Text block:
September 16th is the United Nations International Day for the Preservation of the Ozone Layer. A new UN report indicates that, thanks to international efforts, the ozone layer protecting the Earth has stopped depleting and is no longer thinning, which also helps mitigate the greenhouse effect.
The United Nations World Meteorological Organization (WMO) and the United Nations Environment Programme (UNEP) jointly released the "Scientific Assessment of Ozone Depletion in 2010" report, making this statement.
The United Nations noted that the report, compiled by over 300 scientists, represents the latest data on the state of the ozone layer in four years. The report states that signatories to the Montreal Protocol, signed in 1987, have fulfilled their commitments to gradually phase out the production and use of ozone-depleting chemicals, leading to an improvement in the ozone layer's depletion situation.

Directions:
A: Answer these about the ozone layer text:
(i) On what date is the United Nations International Day for the Preservation of the Ozone Layer?
(ii) Which two United Nations bodies jointly released the report?
(iii) In what year was the Montreal Protocol signed?
B: Please write the next part of the ozone layer text, picking up after its final sentence.

Supplied records:
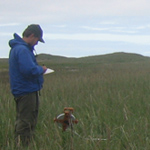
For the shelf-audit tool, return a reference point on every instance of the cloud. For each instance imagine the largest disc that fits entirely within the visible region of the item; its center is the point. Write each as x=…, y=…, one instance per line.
x=136, y=39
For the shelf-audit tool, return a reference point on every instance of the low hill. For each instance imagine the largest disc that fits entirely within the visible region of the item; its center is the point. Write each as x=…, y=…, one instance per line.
x=120, y=57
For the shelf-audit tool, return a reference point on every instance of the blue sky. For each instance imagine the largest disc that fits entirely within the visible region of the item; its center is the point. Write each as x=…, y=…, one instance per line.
x=79, y=28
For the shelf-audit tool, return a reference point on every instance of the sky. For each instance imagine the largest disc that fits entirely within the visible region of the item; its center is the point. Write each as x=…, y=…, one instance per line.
x=79, y=28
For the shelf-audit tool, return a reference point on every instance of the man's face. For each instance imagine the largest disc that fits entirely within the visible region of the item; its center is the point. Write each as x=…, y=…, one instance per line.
x=34, y=41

Outputs:
A:
(i) September 16th
(ii) The World Meteorological Organization (WMO) and the United Nations Environment Programme (UNEP)
(iii) 1987

B:
The report points out that global ozone has stopped depleting over the past decade, but has not increased again; except over the polar regions, ozone layers in other regions are expected to recover to pre-1980 levels by the middle of this century, but the recovery of ozone layers over Antarctica will take much longer.
The report states that many ozone-depleting substances are also potent greenhouse gases, and the effective implementation of the Montreal Protocol will help mitigate climate change. In 2010, the reduction in ozone-depleting substances through the implementation of the Montreal Protocol, measured in carbon dioxide equivalent, amounted to approximately ten gigatons per year, five times higher than the reduction target for the first commitment period (2008-2012) of the Kyoto Protocol, which controls carbon dioxide emissions.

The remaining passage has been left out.